Count the lines in the items below that contain the word "background", treating uppercase and lowercase as different. Reply with the number only.
[START OF DATA EXTRACT]
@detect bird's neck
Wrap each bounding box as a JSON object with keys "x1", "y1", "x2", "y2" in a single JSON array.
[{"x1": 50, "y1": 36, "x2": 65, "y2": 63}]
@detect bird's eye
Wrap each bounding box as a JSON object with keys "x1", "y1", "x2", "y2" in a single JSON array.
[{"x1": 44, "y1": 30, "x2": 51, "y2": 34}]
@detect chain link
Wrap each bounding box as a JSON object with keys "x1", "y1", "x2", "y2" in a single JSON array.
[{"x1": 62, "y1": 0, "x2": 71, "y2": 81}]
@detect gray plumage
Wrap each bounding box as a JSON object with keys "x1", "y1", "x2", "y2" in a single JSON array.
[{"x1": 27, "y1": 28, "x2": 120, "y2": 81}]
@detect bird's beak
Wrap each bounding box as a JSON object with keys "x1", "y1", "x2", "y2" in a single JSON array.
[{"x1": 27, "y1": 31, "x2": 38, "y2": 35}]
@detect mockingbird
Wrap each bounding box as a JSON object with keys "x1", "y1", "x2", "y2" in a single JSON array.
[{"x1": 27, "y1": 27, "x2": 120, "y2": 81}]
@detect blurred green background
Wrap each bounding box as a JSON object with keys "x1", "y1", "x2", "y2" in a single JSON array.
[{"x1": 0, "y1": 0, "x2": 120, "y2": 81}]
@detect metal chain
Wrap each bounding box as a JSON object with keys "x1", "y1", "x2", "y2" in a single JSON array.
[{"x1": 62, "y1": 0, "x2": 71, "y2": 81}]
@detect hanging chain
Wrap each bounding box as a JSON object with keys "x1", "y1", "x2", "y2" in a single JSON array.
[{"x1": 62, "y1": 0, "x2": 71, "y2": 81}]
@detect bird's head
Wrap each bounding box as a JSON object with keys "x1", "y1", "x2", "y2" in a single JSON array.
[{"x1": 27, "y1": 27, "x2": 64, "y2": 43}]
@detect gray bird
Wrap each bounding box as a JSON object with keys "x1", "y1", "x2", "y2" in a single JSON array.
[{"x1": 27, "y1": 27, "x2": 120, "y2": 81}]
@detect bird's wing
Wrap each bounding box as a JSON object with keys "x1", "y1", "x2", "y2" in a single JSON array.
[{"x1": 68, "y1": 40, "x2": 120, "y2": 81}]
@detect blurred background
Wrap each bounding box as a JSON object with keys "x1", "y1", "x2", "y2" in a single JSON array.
[END OF DATA EXTRACT]
[COMPLETED EXERCISE] 2